-- Begin --

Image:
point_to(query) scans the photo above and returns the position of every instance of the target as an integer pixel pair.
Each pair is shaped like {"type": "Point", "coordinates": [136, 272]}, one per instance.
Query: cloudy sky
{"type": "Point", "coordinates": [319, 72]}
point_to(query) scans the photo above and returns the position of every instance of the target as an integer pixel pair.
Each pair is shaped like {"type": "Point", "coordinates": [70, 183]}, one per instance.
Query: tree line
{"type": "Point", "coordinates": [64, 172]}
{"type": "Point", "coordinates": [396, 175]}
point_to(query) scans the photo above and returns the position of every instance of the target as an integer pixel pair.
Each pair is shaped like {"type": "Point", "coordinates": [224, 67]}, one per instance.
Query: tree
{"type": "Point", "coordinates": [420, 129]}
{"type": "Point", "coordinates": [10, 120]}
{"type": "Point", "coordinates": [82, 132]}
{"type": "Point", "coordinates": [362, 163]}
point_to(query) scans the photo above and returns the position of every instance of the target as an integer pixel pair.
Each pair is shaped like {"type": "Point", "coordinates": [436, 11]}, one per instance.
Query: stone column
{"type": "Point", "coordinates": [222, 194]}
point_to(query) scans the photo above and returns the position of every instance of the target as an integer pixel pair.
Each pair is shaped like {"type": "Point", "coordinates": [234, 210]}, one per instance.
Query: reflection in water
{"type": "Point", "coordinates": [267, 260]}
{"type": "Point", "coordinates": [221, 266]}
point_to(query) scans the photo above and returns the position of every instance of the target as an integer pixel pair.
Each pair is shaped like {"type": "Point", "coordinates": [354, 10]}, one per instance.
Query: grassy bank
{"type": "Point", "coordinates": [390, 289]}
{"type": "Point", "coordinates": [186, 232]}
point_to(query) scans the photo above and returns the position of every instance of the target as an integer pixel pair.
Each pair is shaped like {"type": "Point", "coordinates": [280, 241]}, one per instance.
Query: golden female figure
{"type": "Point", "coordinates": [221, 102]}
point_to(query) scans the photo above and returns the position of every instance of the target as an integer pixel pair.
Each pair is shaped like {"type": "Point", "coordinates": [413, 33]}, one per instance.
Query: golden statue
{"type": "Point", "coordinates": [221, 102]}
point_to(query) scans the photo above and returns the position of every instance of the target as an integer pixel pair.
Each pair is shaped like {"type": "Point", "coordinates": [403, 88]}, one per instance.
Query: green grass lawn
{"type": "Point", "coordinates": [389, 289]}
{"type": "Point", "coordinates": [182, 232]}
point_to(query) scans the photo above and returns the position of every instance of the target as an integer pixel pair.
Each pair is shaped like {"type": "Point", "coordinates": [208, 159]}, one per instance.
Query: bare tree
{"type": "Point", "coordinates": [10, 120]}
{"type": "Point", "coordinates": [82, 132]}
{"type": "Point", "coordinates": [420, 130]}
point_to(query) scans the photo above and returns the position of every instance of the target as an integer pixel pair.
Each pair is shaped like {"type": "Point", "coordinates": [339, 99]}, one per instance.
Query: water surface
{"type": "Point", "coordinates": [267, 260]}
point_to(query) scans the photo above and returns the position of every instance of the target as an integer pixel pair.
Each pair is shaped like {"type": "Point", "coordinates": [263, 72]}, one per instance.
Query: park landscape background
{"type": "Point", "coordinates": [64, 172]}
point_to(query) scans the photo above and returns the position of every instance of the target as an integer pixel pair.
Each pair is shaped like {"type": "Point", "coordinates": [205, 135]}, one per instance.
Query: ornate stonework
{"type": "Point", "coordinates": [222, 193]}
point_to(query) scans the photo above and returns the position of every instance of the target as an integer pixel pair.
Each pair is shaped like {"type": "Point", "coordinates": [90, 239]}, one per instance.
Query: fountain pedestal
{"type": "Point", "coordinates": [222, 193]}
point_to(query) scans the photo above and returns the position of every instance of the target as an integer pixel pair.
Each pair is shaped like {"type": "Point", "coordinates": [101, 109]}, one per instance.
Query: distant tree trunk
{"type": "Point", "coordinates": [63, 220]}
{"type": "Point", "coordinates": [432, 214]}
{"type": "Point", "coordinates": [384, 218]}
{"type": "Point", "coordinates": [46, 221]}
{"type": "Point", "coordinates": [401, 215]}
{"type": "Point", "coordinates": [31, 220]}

-- End --

### [EXERCISE BRIEF]
Pick out every line in the records above that contains the string "tree", matching uppercase and lowercase letters.

### [FULL OUTPUT]
Query: tree line
Query: tree
Query: bare tree
Query: distant tree trunk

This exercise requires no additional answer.